**CONSIGNE:**
Recopiez sans aucune modification les lignes allant de celle qui contient « One pin per instance of the paved » jusqu'à celle qui contient « <point>304,57</point> », ces deux lignes incluses, et rien d'autre.
--- DONNÉES D'ENTRÉE ---
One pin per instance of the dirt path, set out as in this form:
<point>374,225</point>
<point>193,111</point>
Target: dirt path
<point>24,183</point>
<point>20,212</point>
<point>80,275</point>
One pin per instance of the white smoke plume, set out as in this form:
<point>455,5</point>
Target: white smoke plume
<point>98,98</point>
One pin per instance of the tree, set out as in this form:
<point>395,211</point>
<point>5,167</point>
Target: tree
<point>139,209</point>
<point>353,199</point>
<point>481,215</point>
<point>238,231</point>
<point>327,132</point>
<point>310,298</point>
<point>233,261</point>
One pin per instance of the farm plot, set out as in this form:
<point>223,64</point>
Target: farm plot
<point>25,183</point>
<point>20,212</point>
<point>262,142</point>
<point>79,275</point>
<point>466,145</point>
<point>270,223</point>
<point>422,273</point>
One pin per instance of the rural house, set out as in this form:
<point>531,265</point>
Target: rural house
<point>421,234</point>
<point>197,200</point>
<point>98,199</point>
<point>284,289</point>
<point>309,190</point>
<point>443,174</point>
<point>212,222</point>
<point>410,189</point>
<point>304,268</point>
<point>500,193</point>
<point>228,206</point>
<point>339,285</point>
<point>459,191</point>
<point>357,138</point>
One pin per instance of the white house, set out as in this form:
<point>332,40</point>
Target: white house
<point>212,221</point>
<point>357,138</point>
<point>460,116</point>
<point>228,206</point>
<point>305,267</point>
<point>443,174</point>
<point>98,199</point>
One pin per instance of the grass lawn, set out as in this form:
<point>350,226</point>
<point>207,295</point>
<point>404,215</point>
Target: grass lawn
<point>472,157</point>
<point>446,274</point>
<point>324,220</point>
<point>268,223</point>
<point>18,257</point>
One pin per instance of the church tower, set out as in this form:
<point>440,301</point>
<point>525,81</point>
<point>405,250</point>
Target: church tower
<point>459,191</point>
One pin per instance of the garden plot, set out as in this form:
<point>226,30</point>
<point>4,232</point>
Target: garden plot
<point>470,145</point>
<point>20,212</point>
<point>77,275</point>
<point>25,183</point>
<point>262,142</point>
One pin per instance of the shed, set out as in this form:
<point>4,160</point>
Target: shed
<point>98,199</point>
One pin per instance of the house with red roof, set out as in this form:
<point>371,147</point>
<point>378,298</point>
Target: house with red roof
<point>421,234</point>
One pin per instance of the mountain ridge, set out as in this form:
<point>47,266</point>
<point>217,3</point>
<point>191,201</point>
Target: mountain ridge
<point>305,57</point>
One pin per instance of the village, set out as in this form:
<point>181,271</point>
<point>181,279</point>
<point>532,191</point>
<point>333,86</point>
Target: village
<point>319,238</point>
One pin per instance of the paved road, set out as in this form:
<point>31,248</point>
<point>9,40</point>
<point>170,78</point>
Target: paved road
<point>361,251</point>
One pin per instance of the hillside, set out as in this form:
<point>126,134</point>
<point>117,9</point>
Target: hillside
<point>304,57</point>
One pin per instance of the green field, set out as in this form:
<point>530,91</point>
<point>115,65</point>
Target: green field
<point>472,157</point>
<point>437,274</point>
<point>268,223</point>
---
--- DONNÉES D'ENTRÉE ---
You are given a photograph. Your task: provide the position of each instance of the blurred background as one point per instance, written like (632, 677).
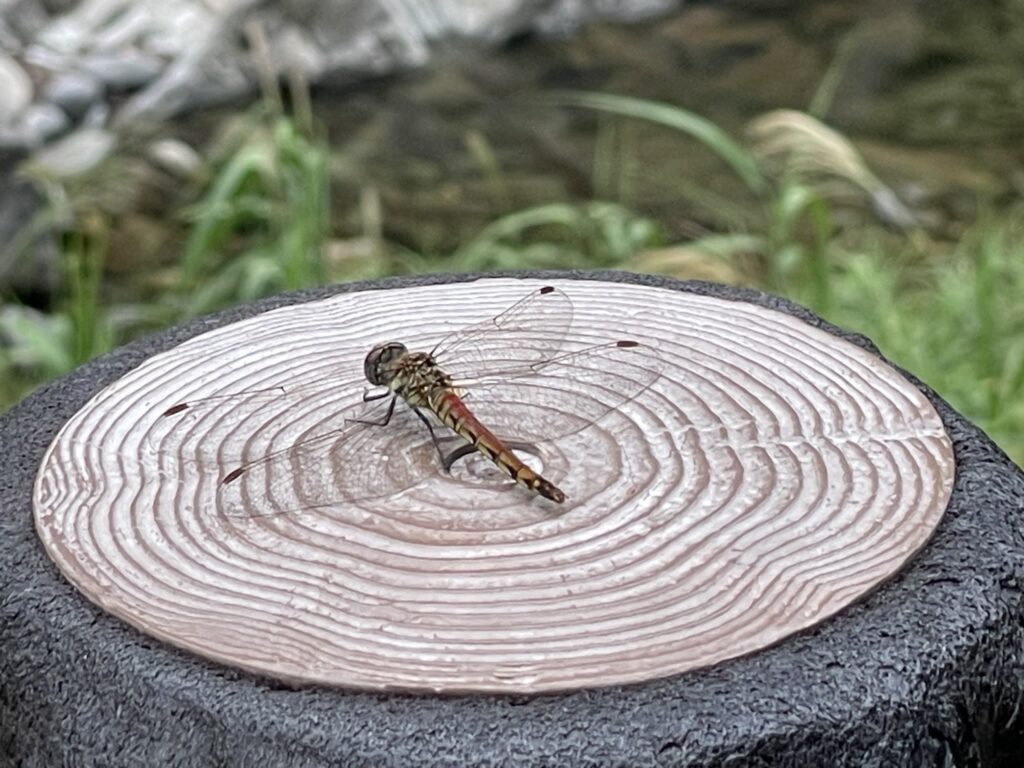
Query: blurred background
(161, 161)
---
**RÉPONSE COMPLÈTE:**
One pin per instance of the paved road, set out as in this form:
<point>31,248</point>
<point>9,40</point>
<point>170,78</point>
Target: paved road
<point>361,251</point>
One pin per instance of the hillside, set out as in this form:
<point>126,134</point>
<point>117,9</point>
Target: hillside
<point>304,57</point>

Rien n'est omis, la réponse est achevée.